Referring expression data
_ _ _ _ _ _ _
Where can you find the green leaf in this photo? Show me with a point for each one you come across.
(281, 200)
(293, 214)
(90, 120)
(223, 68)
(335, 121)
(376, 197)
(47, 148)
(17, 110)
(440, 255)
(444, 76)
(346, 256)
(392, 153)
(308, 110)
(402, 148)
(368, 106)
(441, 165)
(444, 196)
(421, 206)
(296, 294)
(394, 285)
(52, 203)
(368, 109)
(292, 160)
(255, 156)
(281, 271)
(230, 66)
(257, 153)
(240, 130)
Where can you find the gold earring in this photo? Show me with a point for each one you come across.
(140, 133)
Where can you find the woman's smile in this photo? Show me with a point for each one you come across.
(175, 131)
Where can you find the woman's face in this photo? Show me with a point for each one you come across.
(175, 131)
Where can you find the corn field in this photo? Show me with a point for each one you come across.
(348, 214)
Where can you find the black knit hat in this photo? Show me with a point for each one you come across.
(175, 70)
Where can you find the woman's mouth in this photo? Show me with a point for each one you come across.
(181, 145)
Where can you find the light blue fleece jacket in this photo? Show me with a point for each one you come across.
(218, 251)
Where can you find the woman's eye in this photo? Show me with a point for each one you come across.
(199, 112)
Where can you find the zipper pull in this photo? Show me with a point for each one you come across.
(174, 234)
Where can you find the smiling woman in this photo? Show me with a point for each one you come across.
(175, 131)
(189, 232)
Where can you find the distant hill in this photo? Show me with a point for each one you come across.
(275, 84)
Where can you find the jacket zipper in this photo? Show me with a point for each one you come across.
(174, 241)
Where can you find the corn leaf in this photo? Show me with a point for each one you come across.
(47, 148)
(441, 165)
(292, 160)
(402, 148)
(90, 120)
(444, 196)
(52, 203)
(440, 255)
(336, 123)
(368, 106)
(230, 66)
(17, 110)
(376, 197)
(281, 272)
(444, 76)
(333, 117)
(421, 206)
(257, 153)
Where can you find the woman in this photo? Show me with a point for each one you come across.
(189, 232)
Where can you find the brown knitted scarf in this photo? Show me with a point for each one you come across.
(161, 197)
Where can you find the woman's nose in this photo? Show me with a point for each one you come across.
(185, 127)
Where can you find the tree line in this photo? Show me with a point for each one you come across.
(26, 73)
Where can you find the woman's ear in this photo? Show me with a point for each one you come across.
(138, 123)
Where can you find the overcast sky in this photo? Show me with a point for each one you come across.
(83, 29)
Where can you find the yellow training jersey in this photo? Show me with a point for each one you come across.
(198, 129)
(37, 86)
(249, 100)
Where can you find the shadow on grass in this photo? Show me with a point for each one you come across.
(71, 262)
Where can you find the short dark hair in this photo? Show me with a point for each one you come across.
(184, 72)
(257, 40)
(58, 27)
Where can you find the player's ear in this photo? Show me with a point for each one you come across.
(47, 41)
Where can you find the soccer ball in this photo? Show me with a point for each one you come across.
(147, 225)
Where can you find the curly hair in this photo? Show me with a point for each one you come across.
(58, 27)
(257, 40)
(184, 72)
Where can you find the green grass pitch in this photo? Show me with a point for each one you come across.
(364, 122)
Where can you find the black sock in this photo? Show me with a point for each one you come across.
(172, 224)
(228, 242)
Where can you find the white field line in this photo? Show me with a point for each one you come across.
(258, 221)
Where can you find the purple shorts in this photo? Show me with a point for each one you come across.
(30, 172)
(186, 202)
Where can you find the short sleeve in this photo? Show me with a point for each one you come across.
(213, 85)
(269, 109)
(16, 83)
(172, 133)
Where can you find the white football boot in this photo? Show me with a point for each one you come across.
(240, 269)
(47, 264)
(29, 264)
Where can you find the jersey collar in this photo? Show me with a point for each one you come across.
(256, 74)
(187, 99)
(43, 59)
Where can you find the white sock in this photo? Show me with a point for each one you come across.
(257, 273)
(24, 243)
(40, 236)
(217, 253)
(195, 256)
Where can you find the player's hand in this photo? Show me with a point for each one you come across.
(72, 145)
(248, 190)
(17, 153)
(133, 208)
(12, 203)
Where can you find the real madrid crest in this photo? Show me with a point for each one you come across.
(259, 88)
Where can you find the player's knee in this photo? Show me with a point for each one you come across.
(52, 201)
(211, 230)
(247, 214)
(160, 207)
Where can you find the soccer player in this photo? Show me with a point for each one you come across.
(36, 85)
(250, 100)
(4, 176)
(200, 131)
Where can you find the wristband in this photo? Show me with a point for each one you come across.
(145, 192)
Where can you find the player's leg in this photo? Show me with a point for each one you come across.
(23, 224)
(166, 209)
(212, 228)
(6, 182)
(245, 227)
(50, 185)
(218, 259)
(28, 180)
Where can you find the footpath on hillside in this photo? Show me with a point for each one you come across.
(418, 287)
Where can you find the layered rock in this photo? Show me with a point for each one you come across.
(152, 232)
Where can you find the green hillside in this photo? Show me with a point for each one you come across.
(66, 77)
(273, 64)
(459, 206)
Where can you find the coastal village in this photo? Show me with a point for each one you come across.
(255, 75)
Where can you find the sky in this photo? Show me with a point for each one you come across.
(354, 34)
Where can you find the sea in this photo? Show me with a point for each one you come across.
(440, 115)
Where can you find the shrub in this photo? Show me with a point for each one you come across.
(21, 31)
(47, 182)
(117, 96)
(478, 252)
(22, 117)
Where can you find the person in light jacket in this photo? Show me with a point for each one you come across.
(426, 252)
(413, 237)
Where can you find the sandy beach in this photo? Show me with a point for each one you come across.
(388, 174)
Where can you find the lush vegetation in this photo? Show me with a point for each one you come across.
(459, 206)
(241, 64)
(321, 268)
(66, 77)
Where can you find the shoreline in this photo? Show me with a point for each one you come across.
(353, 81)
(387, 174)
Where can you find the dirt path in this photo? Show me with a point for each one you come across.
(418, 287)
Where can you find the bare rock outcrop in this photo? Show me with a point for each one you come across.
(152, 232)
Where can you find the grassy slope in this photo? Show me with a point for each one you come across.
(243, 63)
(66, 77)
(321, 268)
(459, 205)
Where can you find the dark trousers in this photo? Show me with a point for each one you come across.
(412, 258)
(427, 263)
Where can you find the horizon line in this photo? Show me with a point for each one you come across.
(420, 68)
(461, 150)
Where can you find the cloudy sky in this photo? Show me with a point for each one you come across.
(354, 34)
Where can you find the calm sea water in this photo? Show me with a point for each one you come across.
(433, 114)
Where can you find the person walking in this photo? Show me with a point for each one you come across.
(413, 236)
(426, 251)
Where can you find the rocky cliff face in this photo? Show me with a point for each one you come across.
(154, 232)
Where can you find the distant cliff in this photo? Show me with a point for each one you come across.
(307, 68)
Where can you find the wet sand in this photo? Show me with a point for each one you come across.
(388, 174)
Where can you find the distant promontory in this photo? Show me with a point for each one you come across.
_ _ _ _ _ _ _
## Exercise brief
Each entry should be reproduced in the output exactly.

## Solution to the problem
Where can you find the green leaf in this photo? Show me with a point for each one you come across.
(281, 200)
(293, 214)
(90, 120)
(223, 68)
(335, 121)
(376, 197)
(47, 148)
(17, 110)
(440, 255)
(444, 76)
(346, 256)
(392, 153)
(308, 110)
(402, 148)
(368, 106)
(441, 165)
(444, 196)
(421, 206)
(296, 294)
(394, 285)
(52, 203)
(368, 109)
(292, 160)
(255, 156)
(281, 271)
(230, 66)
(257, 153)
(240, 130)
Where can you find the gold earring in this photo? Show me with a point for each one you come across.
(140, 133)
Where can you find the woman's smile in this photo? Show me with a point for each one you come across.
(175, 131)
Where can you find the woman's face in this photo? Show me with a point for each one you come across.
(175, 131)
Where can you find the corn field in this photo? Show me with a point for each one you come across.
(348, 214)
Where can you find the black knit hat in this photo? Show me with a point for each one you come across.
(175, 70)
Where can you find the woman's mouth in this photo? Show me with a point for each one you come across.
(181, 145)
Where can you find the light blue fleece jacket in this photo? Show me with a point for each one you come across.
(218, 251)
Where can you find the woman's eye in this photo? Show me with a point for each one you come across.
(199, 112)
Where can you find the zipper pull in this photo? Show me with a point for each one you come across.
(174, 234)
Where can you find the smiling woman in this photo? Show me with a point for each one you come across.
(175, 131)
(189, 232)
Where can you find the distant hill in this photo? Show me with a point for each one you come across.
(275, 84)
Where can you find the jacket zipper in this photo? Show me with a point for each one you come across.
(174, 241)
Where can you find the corn leaf in this photo? Show me with a point for each one you come across.
(47, 148)
(441, 165)
(292, 160)
(402, 148)
(90, 120)
(444, 196)
(52, 203)
(440, 255)
(336, 123)
(368, 106)
(230, 66)
(17, 110)
(376, 197)
(281, 272)
(444, 76)
(333, 117)
(421, 206)
(257, 153)
Where can you find the woman in this photo? Show me with a point for each one you come across.
(189, 232)
Where can you find the brown knitted scarf in this photo? Show me with a point for each one you come across.
(161, 197)
Where can you find the woman's nose in this photo? Show me with a point for each one you come across.
(185, 127)
Where can you find the tree line in this photo? Show me with a point for each one you come across.
(26, 73)
Where can you find the woman's ear in this photo? Show me with a point for each one you come across.
(138, 123)
Where can you find the overcast sky in this photo? Show me with a point for each one you come across.
(83, 29)
Where can you find the yellow training jersey in this photo? Show me with a point for each one you come across.
(198, 129)
(37, 86)
(249, 100)
Where can you find the shadow on grass in this photo? Show me with a point for each one you come across.
(71, 262)
Where can you find the short dark hair in this photo? Show me with a point for each one you come across.
(184, 72)
(257, 40)
(58, 27)
Where can you find the player's ear in this photo? Show me with a point for each one you come across.
(47, 41)
Where can you find the soccer ball in this photo? Show me with a point for each one you come across.
(147, 225)
Where can you find the curly hair in this photo? Show me with a point for each one you come across.
(58, 27)
(257, 40)
(184, 72)
Where can you find the green grass pitch in this photo? Show me with a point for each one you come across.
(364, 122)
Where can you find the black sock in this photo? Show me with a point for each one you come across.
(172, 224)
(228, 242)
Where can you find the white field line in this photo? Show me with a point for each one you come across.
(258, 221)
Where can you find the purple shorts in this photo? Show me with a point for each one you come across.
(30, 172)
(186, 202)
Where can you find the short sleeve in this photo? Show me with a point for each one you come across.
(213, 85)
(269, 109)
(16, 83)
(172, 133)
Where can you find the white football boot in this photo? Show me with a point for each one you come across.
(240, 269)
(47, 264)
(29, 264)
Where can you find the jersey collar in this photo? Show me with a point for each one you come across.
(256, 74)
(187, 99)
(43, 59)
Where can you find the white sock in this photo? Show me with a point for each one you come across.
(257, 273)
(24, 243)
(40, 236)
(217, 253)
(195, 256)
Where can you find the player's hand in this photo? Show me with a point for each one you come across.
(72, 145)
(248, 190)
(17, 153)
(133, 208)
(12, 203)
Where can you find the real madrid crest in this photo? Show me with a point for each one you come across.
(259, 88)
Where can you find the player's knee in this photo? Show me with a point for each one you come across.
(52, 201)
(211, 230)
(247, 214)
(160, 207)
Where can you find the soccer player in this photo? Show me with a point for each one you come across.
(36, 85)
(250, 100)
(4, 176)
(200, 131)
Where can you find the wristband in this photo? Show me with a point for each one you come across.
(145, 192)
Where can you find the player's leg in this photo? Show me with a point for each one you come across.
(23, 224)
(166, 209)
(212, 228)
(6, 182)
(245, 227)
(50, 185)
(218, 259)
(28, 180)
Where can you find the footpath on hillside in this photo? Show me with a point for each one you come across.
(418, 287)
Where can you find the layered rock in this photo? Show me with a point for each one you come across.
(152, 232)
Where can you find the green hillside in this photo? Show me with a point for each one you come across.
(66, 77)
(273, 64)
(459, 206)
Where can you find the coastal village in this photo? Show me with a point for each one you come across.
(255, 75)
Where can you find the sky in this photo? Show me with a point for each one you come across.
(354, 34)
Where can you find the sea in this photo? Show me with a point for each one you come across.
(440, 115)
Where can you find the shrub in this photo? Show me with a point for each one you come across.
(21, 31)
(47, 182)
(117, 96)
(478, 252)
(22, 117)
Where can you find the person in light jacket in this photo? Show me with a point for each one you come across.
(426, 252)
(413, 237)
Where can you find the sandy beach in this photo? Show me with a point for each one you come across.
(388, 174)
Where can you find the lush vegetation in this photo? Show me with a point for each one you come across.
(459, 206)
(241, 64)
(321, 268)
(66, 77)
Where can you find the shoreline in this photo? Show me with a point for each one you come across.
(353, 81)
(387, 174)
Where can you find the dirt path in this photo? Show me with a point for each one you come across.
(418, 287)
Where can you find the bare rock outcrop in this photo? Show me with a point for each one you come across.
(152, 232)
Where can you find the grassy slope in this photo? Show me with a point for each one you come across.
(243, 63)
(66, 77)
(321, 268)
(459, 205)
Where can you find the dark trousers in this photo? Show me with a point for each one you come across.
(412, 258)
(427, 263)
Where can you find the horizon line in this photo? Show me with a point for each one you come across.
(420, 68)
(461, 150)
Where can you find the cloudy sky in this photo? Show me with a point for each one you come across.
(354, 34)
Where can you find the calm sea water in this photo? Show me with a point for each one you come across.
(433, 114)
Where can you find the person walking in this photo? Show me with a point for each one you come across.
(413, 236)
(426, 251)
Where can you find the rocky cliff face in this photo? Show me with a point for each one you come across.
(154, 232)
Where can you find the distant cliff in this photo? Show me with a point for each one you come across.
(307, 68)
Where can you find the wet sand in this photo? Show me with a point for each one you come across.
(388, 174)
Where can you find the distant promontory in this photo? Show me with a point for each one you come across.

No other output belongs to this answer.